-- Exercise input follows --
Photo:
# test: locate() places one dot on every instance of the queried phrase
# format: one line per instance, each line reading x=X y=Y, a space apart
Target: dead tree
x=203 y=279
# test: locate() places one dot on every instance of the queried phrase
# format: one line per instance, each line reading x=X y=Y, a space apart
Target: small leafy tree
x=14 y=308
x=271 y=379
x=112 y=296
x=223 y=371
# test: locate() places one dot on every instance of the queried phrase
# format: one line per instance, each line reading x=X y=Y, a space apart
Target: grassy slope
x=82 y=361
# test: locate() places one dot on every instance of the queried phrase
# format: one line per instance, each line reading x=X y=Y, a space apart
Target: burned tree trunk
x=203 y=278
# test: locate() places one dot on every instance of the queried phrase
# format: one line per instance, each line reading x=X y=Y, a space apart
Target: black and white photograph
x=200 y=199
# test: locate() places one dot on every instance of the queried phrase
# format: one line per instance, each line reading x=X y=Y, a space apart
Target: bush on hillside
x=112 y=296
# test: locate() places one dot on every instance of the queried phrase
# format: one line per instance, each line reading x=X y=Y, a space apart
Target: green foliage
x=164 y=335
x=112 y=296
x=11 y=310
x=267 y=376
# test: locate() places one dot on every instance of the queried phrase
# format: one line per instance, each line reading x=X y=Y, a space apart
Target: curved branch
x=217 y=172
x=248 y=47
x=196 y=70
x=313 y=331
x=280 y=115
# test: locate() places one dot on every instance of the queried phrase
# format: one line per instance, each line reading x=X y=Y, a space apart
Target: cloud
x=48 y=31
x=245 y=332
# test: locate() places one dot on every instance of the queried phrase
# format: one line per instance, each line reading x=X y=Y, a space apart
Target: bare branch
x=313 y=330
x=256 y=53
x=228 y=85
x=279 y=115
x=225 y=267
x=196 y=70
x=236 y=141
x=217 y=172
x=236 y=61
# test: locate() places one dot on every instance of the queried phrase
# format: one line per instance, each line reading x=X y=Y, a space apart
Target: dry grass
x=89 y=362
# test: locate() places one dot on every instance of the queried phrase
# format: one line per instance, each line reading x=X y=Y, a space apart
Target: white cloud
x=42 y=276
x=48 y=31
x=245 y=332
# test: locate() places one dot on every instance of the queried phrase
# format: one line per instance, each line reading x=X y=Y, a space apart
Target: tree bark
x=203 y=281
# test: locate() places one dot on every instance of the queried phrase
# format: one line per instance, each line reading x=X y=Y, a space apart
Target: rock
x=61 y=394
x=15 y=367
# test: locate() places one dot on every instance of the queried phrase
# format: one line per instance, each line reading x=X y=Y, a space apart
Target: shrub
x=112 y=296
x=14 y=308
-- Exercise input concluded --
**Action item:**
Would you return, unchanged, the lines from the one containing "Target: cloud" through the end of the entries?

**Output for this exercise:**
Target: cloud
x=48 y=31
x=245 y=332
# test: locate() places one dot on every instance of the queried phrase
# format: one line per instance, each line reading x=X y=Y, a space apart
Target: bare branch
x=313 y=330
x=256 y=53
x=228 y=85
x=279 y=115
x=225 y=267
x=196 y=70
x=236 y=141
x=217 y=172
x=236 y=61
# test: locate() places one dot on every instance of the queried phrase
# format: one line per instance, each line reading x=X y=Y, a space apart
Target: dry grass
x=89 y=362
# test: locate() places one dot on every instance of the queried phrase
# format: one line per instance, each line reading x=X y=Y, a space apart
Target: white cloud
x=42 y=276
x=48 y=31
x=245 y=332
# test: locate() places one dot on every instance of the queried phrase
# format: one line per instance, each line reading x=X y=Y, a space apart
Target: tree bark
x=203 y=281
# test: locate() places one dot on every instance of the queried phrase
# format: one line per instance, each line reading x=X y=Y, a space apart
Target: rock
x=61 y=394
x=15 y=367
# test: locate() places one dot on every instance of the queried phrase
# format: one line per instance, each line reading x=X y=Y, a space apart
Target: shrub
x=112 y=296
x=14 y=308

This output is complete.